## WRITTEN PROBLEM
All of the data that follows should be retyped exactly, please, except the pictures.

## Recorded data
····················

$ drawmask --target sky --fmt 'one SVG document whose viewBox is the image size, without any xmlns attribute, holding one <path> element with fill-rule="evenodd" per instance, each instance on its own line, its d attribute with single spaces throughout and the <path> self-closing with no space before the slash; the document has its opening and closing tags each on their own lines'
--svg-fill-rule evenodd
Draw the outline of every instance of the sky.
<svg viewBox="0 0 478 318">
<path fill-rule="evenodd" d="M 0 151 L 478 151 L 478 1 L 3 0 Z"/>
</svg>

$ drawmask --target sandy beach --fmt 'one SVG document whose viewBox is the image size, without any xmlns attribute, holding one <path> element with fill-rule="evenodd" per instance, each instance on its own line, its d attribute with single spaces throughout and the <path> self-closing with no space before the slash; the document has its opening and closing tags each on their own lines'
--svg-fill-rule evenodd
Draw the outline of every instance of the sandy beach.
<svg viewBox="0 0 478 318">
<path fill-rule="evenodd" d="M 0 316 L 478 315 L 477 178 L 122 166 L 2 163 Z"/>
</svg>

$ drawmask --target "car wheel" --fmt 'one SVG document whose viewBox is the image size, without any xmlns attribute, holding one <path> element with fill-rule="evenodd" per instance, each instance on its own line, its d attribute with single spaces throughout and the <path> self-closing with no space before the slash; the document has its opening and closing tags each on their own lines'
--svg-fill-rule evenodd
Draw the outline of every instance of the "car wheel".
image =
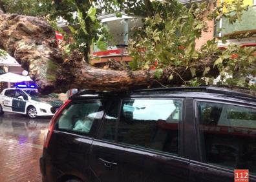
<svg viewBox="0 0 256 182">
<path fill-rule="evenodd" d="M 2 115 L 4 114 L 4 112 L 3 111 L 3 107 L 2 106 L 0 105 L 0 115 Z"/>
<path fill-rule="evenodd" d="M 36 108 L 34 106 L 28 108 L 27 114 L 30 118 L 36 118 L 37 116 L 37 112 L 36 112 Z"/>
</svg>

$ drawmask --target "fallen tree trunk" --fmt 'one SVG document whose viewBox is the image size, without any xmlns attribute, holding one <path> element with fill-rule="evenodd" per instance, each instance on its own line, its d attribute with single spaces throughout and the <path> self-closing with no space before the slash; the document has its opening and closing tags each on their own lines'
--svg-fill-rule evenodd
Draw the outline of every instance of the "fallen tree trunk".
<svg viewBox="0 0 256 182">
<path fill-rule="evenodd" d="M 74 88 L 118 90 L 159 82 L 180 85 L 192 78 L 189 69 L 182 67 L 169 69 L 175 73 L 171 82 L 165 77 L 156 81 L 153 71 L 100 69 L 87 64 L 78 52 L 73 52 L 64 61 L 54 31 L 43 19 L 34 17 L 0 13 L 0 47 L 28 71 L 39 91 L 45 94 Z M 195 66 L 197 76 L 202 76 L 204 68 L 212 66 L 213 61 L 198 61 Z M 214 75 L 218 72 L 216 69 L 211 70 Z"/>
</svg>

····················

## SOLVED PROBLEM
$ drawmask --target sky --fmt 'one SVG document whose viewBox is the image size, without any xmlns attribute, holding one <path> element with fill-rule="evenodd" per instance, each instance on its own line, its d attribute with single spaces throughout and the <path> self-closing with no space before the slash; the document has its opening and closing tags each on their own lines'
--svg-fill-rule evenodd
Draw the outline of every instance of the sky.
<svg viewBox="0 0 478 318">
<path fill-rule="evenodd" d="M 0 151 L 478 151 L 478 1 L 3 0 Z"/>
</svg>

$ drawmask --target sandy beach --fmt 'one SVG document whose viewBox is the image size, without any xmlns attribute, holding one <path> element with fill-rule="evenodd" per instance, each instance on its own line, its d attribute with single spaces throughout and the <path> self-closing with no space before the slash; the document has its opening and closing tags each on their own lines'
--svg-fill-rule evenodd
Draw the outline of every instance of the sandy beach.
<svg viewBox="0 0 478 318">
<path fill-rule="evenodd" d="M 0 316 L 478 315 L 477 178 L 122 166 L 2 163 Z"/>
</svg>

$ drawmask --target "car wheel" --fmt 'one SVG document whose viewBox is the image size, without any xmlns attribute, holding one <path> element with fill-rule="evenodd" per instance, each instance on its own line, its d attribute with single spaces throughout and the <path> self-closing with no space before the slash; the document has its opening and closing tags each on their own lines'
--svg-fill-rule evenodd
Draw the outline of every instance of the "car wheel".
image =
<svg viewBox="0 0 256 182">
<path fill-rule="evenodd" d="M 2 115 L 4 114 L 4 112 L 3 111 L 3 107 L 2 106 L 0 105 L 0 115 Z"/>
<path fill-rule="evenodd" d="M 36 108 L 34 106 L 28 108 L 27 114 L 30 118 L 36 118 L 37 116 L 37 112 L 36 112 Z"/>
</svg>

$ drawmask --target "fallen tree trunk" --fmt 'one SVG document whose viewBox is the image size, without any xmlns attribute, holding one <path> element with fill-rule="evenodd" per instance, each instance on its own line, its d attribute with single spaces throughout and the <path> self-closing with no space before the slash; the document has its opening and closing tags each on their own lines'
--svg-fill-rule evenodd
Draw the outline of every instance of the "fallen tree trunk".
<svg viewBox="0 0 256 182">
<path fill-rule="evenodd" d="M 74 88 L 118 90 L 159 82 L 180 85 L 192 78 L 189 69 L 182 67 L 169 69 L 175 73 L 171 82 L 165 77 L 156 81 L 153 71 L 100 69 L 87 64 L 78 52 L 73 52 L 64 61 L 54 31 L 43 19 L 34 17 L 0 13 L 0 47 L 28 71 L 39 91 L 45 94 Z M 195 66 L 197 76 L 202 76 L 204 68 L 212 66 L 213 61 L 198 61 Z M 214 75 L 218 72 L 216 69 L 211 70 Z"/>
</svg>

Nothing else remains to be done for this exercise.